READING TEXT

○ ○ ○ ○

All right! Welcome to Part Two of the program. In Part One, we examined our DC Growth System. We also explored some key concepts to help you level up as a growth thinker and growth leader. Very importantly, we examined how real growth — the kind of sustainable, defensible, scalable, and predictable growth you're looking for — does not start at the channel level.
It does not start with tactics. You certainly cannot hack your way to the kind of growth that you're seeking. Real growth comes from a systems design approach. We must engineer the foundation of our business for growth, and the earlier we do it, the better.
Now, one quick call out. Personally, this is my favorite startup growth framework. It allows me to take a company that I've never seen before and, within minutes, assess how they SHOULD be approaching growth and diagnose their key constraints. That makes for an incredibly powerful tool. And it's exactly why we make it a core part of this program.
As such, I REALLY want to stress the importance of this part of the program. I know many of you are excited to jump into the tactical layer. I know you're excited to build channels. Turn them on. Watch traffic start coming in. I know you're excited to build landing pages and test new ad creatives. However, I must emphasize again the importance of the program's foundational components. If you don't get this right, growth will be a struggle.

○ ○ ○ ○

REQUIRED WORK
1. In the growth program text, what does the speaker say real growth comes from?
2. Carry the growth program text on from its last sentence, in the same speaking voice.

○ ○ ○ ○

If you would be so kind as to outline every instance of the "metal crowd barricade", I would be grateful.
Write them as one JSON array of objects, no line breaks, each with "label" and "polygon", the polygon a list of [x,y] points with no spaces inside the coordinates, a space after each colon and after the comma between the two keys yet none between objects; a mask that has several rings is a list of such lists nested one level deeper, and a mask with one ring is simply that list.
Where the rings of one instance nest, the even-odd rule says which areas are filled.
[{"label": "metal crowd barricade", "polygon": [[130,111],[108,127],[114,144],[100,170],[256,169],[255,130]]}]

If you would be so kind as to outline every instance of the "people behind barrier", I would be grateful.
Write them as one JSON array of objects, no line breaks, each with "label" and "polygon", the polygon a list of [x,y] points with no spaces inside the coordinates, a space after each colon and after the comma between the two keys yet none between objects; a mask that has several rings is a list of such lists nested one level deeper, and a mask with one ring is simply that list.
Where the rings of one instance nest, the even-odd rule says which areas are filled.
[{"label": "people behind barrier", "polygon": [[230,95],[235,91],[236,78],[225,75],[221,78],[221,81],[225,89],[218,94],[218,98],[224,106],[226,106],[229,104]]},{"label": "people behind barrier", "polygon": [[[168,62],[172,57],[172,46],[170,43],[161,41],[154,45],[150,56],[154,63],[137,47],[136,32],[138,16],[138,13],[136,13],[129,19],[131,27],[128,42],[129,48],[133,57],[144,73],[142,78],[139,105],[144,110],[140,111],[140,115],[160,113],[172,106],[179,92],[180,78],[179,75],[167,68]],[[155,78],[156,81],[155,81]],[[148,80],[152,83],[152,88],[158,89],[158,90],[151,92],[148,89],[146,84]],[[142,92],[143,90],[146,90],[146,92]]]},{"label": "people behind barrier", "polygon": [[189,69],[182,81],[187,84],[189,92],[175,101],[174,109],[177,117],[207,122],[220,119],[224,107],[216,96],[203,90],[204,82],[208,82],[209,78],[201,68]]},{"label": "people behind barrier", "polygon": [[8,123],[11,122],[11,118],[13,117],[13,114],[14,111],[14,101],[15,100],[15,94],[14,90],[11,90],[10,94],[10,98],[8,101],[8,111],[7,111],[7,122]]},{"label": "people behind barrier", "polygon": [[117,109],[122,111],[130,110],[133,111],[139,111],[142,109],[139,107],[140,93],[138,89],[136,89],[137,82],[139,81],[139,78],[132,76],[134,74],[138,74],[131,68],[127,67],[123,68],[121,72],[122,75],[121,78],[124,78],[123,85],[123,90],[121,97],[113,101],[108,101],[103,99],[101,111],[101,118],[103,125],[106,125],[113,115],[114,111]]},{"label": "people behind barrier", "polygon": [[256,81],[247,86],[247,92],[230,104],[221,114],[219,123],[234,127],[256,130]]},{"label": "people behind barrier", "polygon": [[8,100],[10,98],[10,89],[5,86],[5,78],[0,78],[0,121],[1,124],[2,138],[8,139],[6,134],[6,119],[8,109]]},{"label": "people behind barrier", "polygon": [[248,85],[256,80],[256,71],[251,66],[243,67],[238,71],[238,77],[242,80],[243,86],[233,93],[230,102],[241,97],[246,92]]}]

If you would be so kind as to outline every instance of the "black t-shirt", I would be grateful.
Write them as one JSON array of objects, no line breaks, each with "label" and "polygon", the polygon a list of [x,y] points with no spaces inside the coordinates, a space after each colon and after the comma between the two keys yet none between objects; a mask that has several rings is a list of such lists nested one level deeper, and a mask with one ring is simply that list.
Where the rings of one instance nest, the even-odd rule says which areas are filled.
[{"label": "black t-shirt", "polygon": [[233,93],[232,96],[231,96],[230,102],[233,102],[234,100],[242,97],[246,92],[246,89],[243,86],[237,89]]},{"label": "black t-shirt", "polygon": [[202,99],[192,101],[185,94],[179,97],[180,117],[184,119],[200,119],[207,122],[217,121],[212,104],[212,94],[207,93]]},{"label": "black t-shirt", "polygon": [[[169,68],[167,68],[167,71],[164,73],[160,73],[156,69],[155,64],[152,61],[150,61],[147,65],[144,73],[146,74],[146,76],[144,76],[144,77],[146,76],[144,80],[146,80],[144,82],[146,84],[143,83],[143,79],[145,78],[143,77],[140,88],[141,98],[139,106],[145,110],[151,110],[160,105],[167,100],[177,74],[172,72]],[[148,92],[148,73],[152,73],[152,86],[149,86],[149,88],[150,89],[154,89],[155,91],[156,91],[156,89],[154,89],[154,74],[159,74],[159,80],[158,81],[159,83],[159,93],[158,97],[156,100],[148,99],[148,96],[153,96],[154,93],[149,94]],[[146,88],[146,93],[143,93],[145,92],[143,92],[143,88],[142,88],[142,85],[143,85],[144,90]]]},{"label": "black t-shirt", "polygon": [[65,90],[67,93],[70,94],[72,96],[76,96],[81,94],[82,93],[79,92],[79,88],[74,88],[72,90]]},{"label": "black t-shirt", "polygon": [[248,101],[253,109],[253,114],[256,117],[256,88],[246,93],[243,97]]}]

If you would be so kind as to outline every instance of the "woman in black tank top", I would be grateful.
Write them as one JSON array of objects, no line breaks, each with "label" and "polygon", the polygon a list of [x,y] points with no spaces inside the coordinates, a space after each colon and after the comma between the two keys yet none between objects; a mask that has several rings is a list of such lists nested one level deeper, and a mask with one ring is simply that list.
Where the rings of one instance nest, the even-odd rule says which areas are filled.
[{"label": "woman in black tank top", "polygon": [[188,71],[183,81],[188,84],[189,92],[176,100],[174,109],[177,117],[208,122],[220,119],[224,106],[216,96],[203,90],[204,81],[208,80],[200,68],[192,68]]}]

○ ○ ○ ○

ANSWER SECTION
1. Real growth comes from a systems design approach.

2.
If you do get it right, you're giving yourself a massive advantage. You are significantly increasing the odds of finding a scalable growth engine. You'll even increase your chances of finding product-market fit. If you've ever looked at another company and thought, "How does growth seem so easy for them?" — it's because of their foundation. While they may have landed on a strong foundation by happenstance, YOU will have the tools to engineer it.
So, PLEASE give this the attention it deserves. It will save you SO much time down the road. We see so many founders... they come to us after years of trial and error. Years of guesswork and running in place because they lack a framework like this. My hope is to help you skip that phase and come out of the gate with an exceptionally strong foundation, putting you in the best position to have that scalable growth engine you're looking for.
All right, so let's meet the five foundations:
Some of you may be a bit allergic to the term "brand" — especially in the startup context. And I fully get it. In many ways, I actually agree. So, to clarify, when we say "brand" as one of your core foundations, we are not talking about logos, website, colors, or typography.
That is NOT what we mean by brand. By brand, we really mean story. We mean the story and the message that you are bringing to your market. The story that serves as fuel for our channel. That is the high-leverage part of brand for the startup stage. And we'll examine this more and more throughout the program, but brand, again, and more importantly, your story, is one of the highest-leverage pieces of your foundation. Largely BECAUSE it's neglected by so many of your competitors.
When everyone else is playing it safe, following cookie-cutter playbooks, looking like everyone else in their space ("startup blue," anyone??), you're giving yourself an opportunity to cut through the noise. Okay... Enough of brand and story for now. We'll go deeper on this later in the program.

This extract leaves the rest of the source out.